§ Short task:
Please render every line of the material below as a JSON list of strings, one string per line, with blank lines omitted.

§ Records to process:
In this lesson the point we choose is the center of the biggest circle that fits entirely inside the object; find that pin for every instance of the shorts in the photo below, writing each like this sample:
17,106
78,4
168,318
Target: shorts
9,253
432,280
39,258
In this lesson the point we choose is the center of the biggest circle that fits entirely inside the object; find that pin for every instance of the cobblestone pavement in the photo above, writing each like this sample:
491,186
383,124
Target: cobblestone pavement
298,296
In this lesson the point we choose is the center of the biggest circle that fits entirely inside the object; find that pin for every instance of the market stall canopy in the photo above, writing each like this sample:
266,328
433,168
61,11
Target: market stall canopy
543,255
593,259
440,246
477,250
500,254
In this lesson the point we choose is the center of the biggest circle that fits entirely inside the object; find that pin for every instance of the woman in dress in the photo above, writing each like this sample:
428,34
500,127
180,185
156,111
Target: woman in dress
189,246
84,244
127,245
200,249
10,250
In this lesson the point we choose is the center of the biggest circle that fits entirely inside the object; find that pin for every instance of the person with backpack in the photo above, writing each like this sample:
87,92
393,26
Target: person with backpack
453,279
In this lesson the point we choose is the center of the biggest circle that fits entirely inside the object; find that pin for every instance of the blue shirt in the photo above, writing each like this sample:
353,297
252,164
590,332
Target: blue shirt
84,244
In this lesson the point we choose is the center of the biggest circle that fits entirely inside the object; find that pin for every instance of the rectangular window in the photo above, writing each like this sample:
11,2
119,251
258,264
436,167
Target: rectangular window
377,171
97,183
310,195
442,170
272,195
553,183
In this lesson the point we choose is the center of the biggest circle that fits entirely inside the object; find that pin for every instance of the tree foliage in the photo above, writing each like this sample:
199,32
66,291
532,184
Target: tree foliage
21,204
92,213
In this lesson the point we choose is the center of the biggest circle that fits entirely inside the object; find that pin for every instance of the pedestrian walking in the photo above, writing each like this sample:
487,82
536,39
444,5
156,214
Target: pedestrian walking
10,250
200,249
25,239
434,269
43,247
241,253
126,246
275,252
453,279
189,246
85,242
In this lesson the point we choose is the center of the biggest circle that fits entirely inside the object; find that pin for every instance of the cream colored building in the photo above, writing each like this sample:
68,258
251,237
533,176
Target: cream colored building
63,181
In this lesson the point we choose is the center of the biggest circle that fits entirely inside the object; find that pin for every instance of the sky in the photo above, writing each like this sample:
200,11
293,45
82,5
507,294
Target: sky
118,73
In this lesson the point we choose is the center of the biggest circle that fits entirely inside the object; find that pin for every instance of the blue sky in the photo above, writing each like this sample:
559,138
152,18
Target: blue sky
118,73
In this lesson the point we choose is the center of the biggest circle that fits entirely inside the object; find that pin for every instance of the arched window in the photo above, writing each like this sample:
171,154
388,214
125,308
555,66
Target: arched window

§ Task result:
[
  "In this lesson the point we choose is the center of the biggest circle that fits entirely inside the object; find that pin for every instance of the shorts in the photo below, writing each like this sample:",
  "17,106",
  "78,4",
  "168,318",
  "Target: shorts",
  "9,253",
  "432,280",
  "39,258",
  "In this lesson the point we choose is the center of the biggest circle that fits entirely inside the object; find that pin for every instance of the cobblestone pavement in the photo above, writing each like this sample:",
  "491,186",
  "383,124",
  "Target: cobblestone pavement",
  "298,296",
  "In this lesson the point we choose is the center of the biggest circle that fits entirely inside the object; find that pin for every instance of the market stall canopy in the photo above, writing each like this sample:",
  "266,328",
  "433,168",
  "61,11",
  "Target: market stall canopy",
  "543,255",
  "593,259",
  "440,246",
  "477,250",
  "500,254",
  "In this lesson the point we choose is the center of the biggest circle that fits entirely inside the object; find that pin for every instance of the woman in dress in the photo above, writing each like this sample:",
  "428,34",
  "500,127",
  "180,185",
  "156,111",
  "Target: woman in dress",
  "189,246",
  "84,244",
  "127,245",
  "200,249",
  "10,250",
  "In this lesson the point we choose is the center of the biggest circle that fits entirely inside the object; find that pin for every instance of the person with backpack in the photo above, writing each like this sample:",
  "87,92",
  "393,26",
  "Target: person with backpack",
  "453,279",
  "In this lesson the point we choose is the center of the biggest circle that fits entirely inside the object; find that pin for every instance of the blue shirt in the photo above, writing each like this sample:",
  "353,297",
  "252,164",
  "590,332",
  "Target: blue shirt",
  "84,244",
  "In this lesson the point we choose is the center of the biggest circle that fits entirely inside the object; find that pin for every instance of the rectangular window in the photo above, writing each like this sample:",
  "11,2",
  "119,251",
  "258,264",
  "436,167",
  "Target: rectangular window",
  "377,171",
  "97,183",
  "310,195",
  "442,170",
  "272,195",
  "553,183",
  "In this lesson the point we choose is the center of the biggest circle that fits entirely inside the object; find that pin for every instance of the tree foliage in the photo above, writing each like this sample:",
  "199,32",
  "66,291",
  "532,184",
  "Target: tree foliage",
  "21,204",
  "92,213",
  "In this lesson the point we choose is the center of the biggest circle that fits entirely inside the object; find that pin for every instance of the pedestrian walking in the photo above, writing each like this sample:",
  "487,82",
  "536,39",
  "444,5",
  "156,214",
  "Target: pedestrian walking",
  "10,250",
  "200,249",
  "25,239",
  "434,269",
  "43,247",
  "241,253",
  "126,246",
  "275,252",
  "453,279",
  "189,246",
  "85,242",
  "In this lesson the point we choose is the center of the biggest circle that fits entirely inside the object; find that pin for every instance of the cream colored building in the photo above, writing each like this sample:",
  "68,258",
  "251,237",
  "533,176",
  "Target: cream colored building",
  "63,181",
  "In this lesson the point we choose is the center of the biggest circle that fits entirely inside the object; find that pin for every instance of the sky in the photo above, writing each like this sample:",
  "200,11",
  "293,45",
  "82,5",
  "507,294",
  "Target: sky",
  "118,73",
  "In this lesson the point we choose is the center of the biggest circle that fits entirely inside the object; find that pin for every instance of the blue sky in the photo above, writing each like this sample:",
  "559,138",
  "152,18",
  "Target: blue sky",
  "118,73",
  "In this lesson the point we choose is the center of the biggest circle that fits entirely inside the object; find that pin for every instance of the arched window in the photo above, writing each like this sample:",
  "171,154",
  "388,214",
  "125,308",
  "555,66",
  "Target: arched window"
]